Records from a dataset:
________
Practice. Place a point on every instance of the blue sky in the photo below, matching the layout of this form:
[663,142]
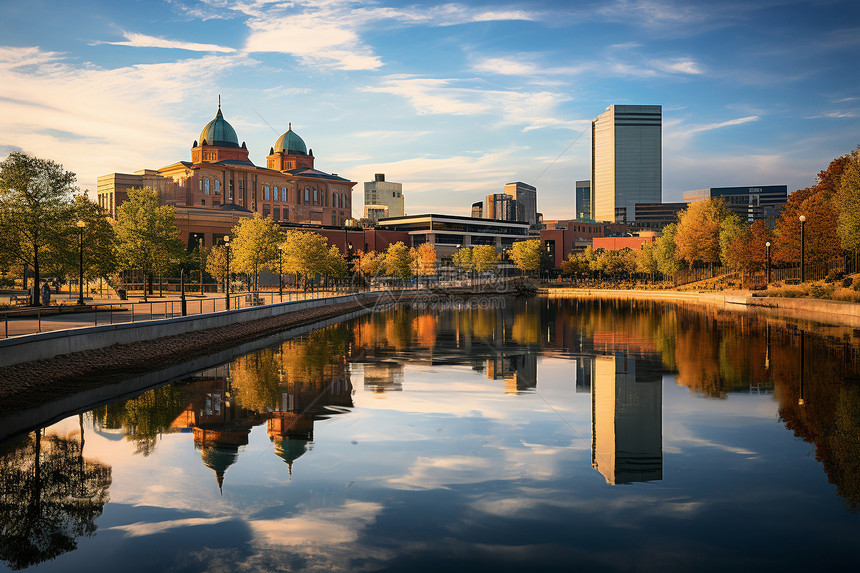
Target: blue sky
[453,100]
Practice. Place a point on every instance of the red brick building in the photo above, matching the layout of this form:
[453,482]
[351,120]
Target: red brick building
[221,184]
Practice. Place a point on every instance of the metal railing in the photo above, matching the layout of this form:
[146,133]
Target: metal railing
[31,320]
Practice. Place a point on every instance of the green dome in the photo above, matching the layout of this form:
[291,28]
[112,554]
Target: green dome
[291,143]
[218,132]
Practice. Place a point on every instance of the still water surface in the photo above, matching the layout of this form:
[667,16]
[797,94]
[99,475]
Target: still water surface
[543,436]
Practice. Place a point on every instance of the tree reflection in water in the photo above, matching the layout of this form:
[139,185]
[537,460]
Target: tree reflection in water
[50,496]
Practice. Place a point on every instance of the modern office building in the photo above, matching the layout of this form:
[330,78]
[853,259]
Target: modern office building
[583,200]
[380,192]
[502,207]
[655,216]
[478,210]
[526,197]
[626,160]
[450,232]
[626,420]
[751,203]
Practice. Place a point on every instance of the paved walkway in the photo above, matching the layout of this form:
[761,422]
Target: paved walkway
[112,311]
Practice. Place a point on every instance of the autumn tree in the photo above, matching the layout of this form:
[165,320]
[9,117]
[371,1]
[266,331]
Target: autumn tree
[462,259]
[371,263]
[485,258]
[35,196]
[255,246]
[526,255]
[216,263]
[697,238]
[666,251]
[147,234]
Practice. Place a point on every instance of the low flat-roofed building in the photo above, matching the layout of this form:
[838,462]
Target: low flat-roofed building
[449,232]
[655,216]
[752,202]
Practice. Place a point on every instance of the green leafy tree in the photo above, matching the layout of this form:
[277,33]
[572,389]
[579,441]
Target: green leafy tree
[398,262]
[216,263]
[848,203]
[35,195]
[255,246]
[147,234]
[526,255]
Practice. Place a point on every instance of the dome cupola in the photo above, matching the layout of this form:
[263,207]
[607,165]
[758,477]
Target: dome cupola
[290,143]
[218,132]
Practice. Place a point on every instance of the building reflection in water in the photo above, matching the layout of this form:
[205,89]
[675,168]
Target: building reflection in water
[626,421]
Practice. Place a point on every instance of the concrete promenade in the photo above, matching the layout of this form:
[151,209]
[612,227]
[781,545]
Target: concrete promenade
[832,312]
[39,346]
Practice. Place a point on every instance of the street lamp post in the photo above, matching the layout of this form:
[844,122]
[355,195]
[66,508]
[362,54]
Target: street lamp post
[281,272]
[227,286]
[81,225]
[802,248]
[767,267]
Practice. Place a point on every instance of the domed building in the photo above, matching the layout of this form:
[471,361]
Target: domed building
[221,184]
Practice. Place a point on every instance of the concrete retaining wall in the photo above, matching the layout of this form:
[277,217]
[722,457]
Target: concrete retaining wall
[824,311]
[49,344]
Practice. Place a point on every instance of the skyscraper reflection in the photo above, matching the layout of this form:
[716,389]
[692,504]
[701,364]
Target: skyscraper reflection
[626,421]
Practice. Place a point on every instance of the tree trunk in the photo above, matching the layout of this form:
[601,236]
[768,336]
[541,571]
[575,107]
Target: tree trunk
[34,296]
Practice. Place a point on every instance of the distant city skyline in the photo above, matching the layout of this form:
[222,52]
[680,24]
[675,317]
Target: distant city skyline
[452,100]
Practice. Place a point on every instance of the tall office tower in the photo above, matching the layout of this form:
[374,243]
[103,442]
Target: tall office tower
[526,197]
[502,207]
[583,200]
[626,160]
[478,209]
[380,193]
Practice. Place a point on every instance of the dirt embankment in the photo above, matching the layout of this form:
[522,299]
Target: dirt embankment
[32,383]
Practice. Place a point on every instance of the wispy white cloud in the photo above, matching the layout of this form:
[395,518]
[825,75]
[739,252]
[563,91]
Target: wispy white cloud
[329,33]
[134,114]
[136,40]
[532,109]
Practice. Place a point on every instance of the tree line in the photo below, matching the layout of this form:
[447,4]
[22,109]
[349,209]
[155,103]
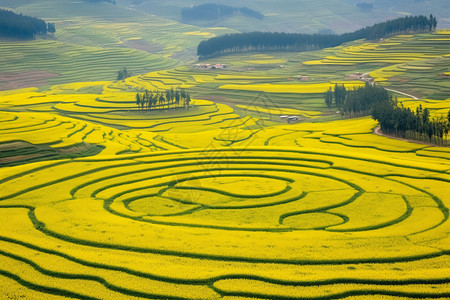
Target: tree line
[357,102]
[403,122]
[280,41]
[159,100]
[24,27]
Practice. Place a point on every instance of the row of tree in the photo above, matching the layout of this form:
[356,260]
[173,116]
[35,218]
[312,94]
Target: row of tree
[24,27]
[403,122]
[279,41]
[160,100]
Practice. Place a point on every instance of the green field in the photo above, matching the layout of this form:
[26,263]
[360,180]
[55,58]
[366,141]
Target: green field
[224,200]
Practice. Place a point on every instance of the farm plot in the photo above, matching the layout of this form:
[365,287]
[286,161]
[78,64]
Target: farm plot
[227,222]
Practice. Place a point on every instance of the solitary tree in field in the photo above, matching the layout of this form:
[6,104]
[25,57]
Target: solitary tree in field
[123,74]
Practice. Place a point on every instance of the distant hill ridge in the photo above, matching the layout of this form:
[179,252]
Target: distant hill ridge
[14,25]
[280,41]
[212,11]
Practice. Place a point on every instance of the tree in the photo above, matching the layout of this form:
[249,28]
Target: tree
[329,98]
[123,74]
[138,99]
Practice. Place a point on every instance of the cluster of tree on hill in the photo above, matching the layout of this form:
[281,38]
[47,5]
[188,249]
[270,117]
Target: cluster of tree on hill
[211,11]
[357,102]
[279,41]
[24,27]
[159,100]
[394,120]
[403,122]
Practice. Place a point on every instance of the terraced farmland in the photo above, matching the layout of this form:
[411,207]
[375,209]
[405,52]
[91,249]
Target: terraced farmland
[101,200]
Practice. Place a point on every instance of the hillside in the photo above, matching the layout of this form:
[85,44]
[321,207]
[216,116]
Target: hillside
[229,178]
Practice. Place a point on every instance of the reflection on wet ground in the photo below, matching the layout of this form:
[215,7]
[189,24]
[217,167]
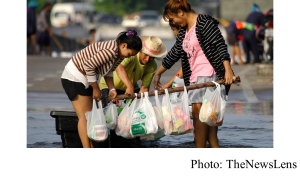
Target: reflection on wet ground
[246,124]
________
Reproduce all the entries that precede this task, word for word, minus any pictures.

> _FINISHED TASK_:
Practice. Place a point on every instance of the blue sky in the photo below, matching the layout of this form:
[663,142]
Target: blue sky
[453,100]
Practice. Place a point on every instance of the red brick building in the photo above, matching the layout of this form:
[453,482]
[351,120]
Target: red brick building
[221,184]
Practice. Place a point on every instance of the metal railing in the photo above, matching the layout of this form:
[146,133]
Target: metal railing
[31,320]
Practice. Place a point on every instance of the green dome in the photo above, matching the layout of this form:
[291,28]
[112,554]
Target: green dome
[291,143]
[218,132]
Practice. Place a point on every instance of the still water surface in the photo above, matching the layout of this form:
[667,16]
[797,94]
[99,475]
Target: still water surface
[543,436]
Practice. Place a point on every instance of the tree reflection in water in the photo above, matching the layout of this form:
[139,185]
[537,460]
Target: tree reflection in water
[50,496]
Practice. Place a point on every instance of the modern office building in the photo above, matching the layout of this form:
[330,78]
[853,259]
Target: modern office building
[583,200]
[380,192]
[502,207]
[655,216]
[478,210]
[526,197]
[626,160]
[450,232]
[626,420]
[751,203]
Practice. Place a point on every instance of the paved walkway in the photo above, matching the layout of this form:
[761,422]
Target: paved walkway
[112,311]
Practice. Place a point on every instance of the autumn tree in the photo above, matching the layout of this form:
[165,320]
[9,117]
[371,1]
[266,331]
Target: autumn tree
[462,259]
[371,263]
[485,258]
[35,196]
[255,246]
[526,255]
[216,263]
[697,238]
[666,251]
[147,234]
Practice. Place a point on every instance of the low flat-roofed building in the photo above, matching the layout of this form:
[838,462]
Target: low flat-roofed building
[449,232]
[655,216]
[752,202]
Practice. Place a point on every instance of the green leafy tree in the photo above, matching the layout of this form:
[277,33]
[572,389]
[579,441]
Target: green leafy tree
[398,262]
[216,263]
[848,203]
[35,195]
[255,246]
[147,234]
[526,255]
Practice. Place a point on every instance of the dome cupola in the photo above, matching the layout of this form:
[263,207]
[607,165]
[758,477]
Target: dome cupola
[290,143]
[218,132]
Practice. Place a point on every instance of the building reflection in water in the photo above, matching the layout of this form:
[205,89]
[675,168]
Target: building reflection in water
[626,421]
Practice. Place a point on every instance of the concrete promenade in the photo above, matching the layout of this form:
[151,209]
[612,227]
[781,545]
Target: concrete promenade
[832,312]
[39,346]
Practice. Place a point on every instance of the street lamp post in the photo above, matching the layout of this form:
[844,122]
[355,195]
[66,508]
[362,54]
Target: street lamp post
[281,272]
[227,286]
[81,225]
[802,248]
[767,267]
Practice. Place a point on every instance of the domed building in the photo above, matching the layout of this form:
[471,361]
Target: domed building
[221,184]
Practice. Place a point on every instance of the concrete retaining wall in the photo above, matching the layout of this form:
[277,217]
[722,457]
Target: concrete retaining wall
[824,311]
[49,344]
Practice. Place a point on every instance of the skyscraper reflection in the photo above, matching the layout of this form:
[716,389]
[692,504]
[701,364]
Target: skyscraper reflection
[626,421]
Practice. Place a point on every instance of the tree trunk in the photo above, matching the layout of this form:
[601,236]
[768,336]
[541,571]
[575,107]
Target: tree trunk
[34,296]
Practice. Place a point on every instance of the distant city skyline in the photo above, matching the layout of this form:
[222,52]
[680,24]
[675,317]
Target: distant city skyline
[452,100]
Practice. Place a point on every instance of the tall office tower in the photo above, matching the layout of this form:
[374,243]
[103,442]
Target: tall office tower
[526,197]
[502,207]
[583,200]
[626,160]
[478,209]
[380,193]
Practice. Place a point on every instance of the dirt embankment in the photo above, matching the layout of this form:
[522,299]
Target: dirt embankment
[32,383]
Practice. Place a point on every instance of the wispy white cloud in the photo above, matching the layout of this form:
[395,518]
[825,75]
[739,252]
[563,91]
Target: wispy white cloud
[329,33]
[134,114]
[136,40]
[532,109]
Practice. Place a point on every instance of the tree line in the photo below, matching the layout of this form:
[447,4]
[22,109]
[349,209]
[155,103]
Target: tree line
[357,102]
[403,122]
[280,41]
[159,100]
[24,27]
Practice. Place a point on every instance of the row of tree in the photo above, matching the layout of this form:
[356,260]
[173,116]
[35,218]
[312,94]
Target: row of tree
[24,27]
[403,122]
[279,41]
[160,100]
Practice. Place a point on every instance of the green field in the photo above, matching the layout of this form:
[26,263]
[360,180]
[55,58]
[366,141]
Target: green field
[224,200]
Practice. Place a point on every instance of the farm plot in the photo above, matching the layout of this form:
[365,287]
[286,161]
[78,64]
Target: farm plot
[227,222]
Practice. Place a point on every instance of the solitary tree in field in the photo above, matching the layout of this form:
[6,104]
[25,57]
Target: solitary tree in field
[123,74]
Practice. Place a point on every instance of the distant hill ridge in the photo above, matching the layout of this form:
[179,252]
Target: distant hill ridge
[14,25]
[280,41]
[212,11]
Practice. Place a point on every instance of the tree in the photo above, matching the layout of this form:
[249,28]
Target: tree
[329,98]
[123,74]
[138,99]
Practice. Place a point on every instance of the cluster of tree on hill in the photo above, matching the layout of this form:
[281,38]
[47,5]
[188,249]
[270,117]
Target: cluster of tree on hill
[211,11]
[357,102]
[279,41]
[24,27]
[159,100]
[394,120]
[403,122]
Practice. Place a point on every instance of the terraced farmland in the photo above, matching the layout of this form:
[411,207]
[375,209]
[405,52]
[91,249]
Target: terraced farmland
[101,200]
Practice. Place a point on every instance of the hillside in the photo above, matching the layout of this form:
[85,44]
[321,207]
[216,116]
Target: hillside
[229,178]
Practice. Place a point on every instance of the reflection on wet ground in the photo below, matching the layout of this form:
[215,7]
[189,24]
[217,167]
Target: reflection on wet ground
[246,124]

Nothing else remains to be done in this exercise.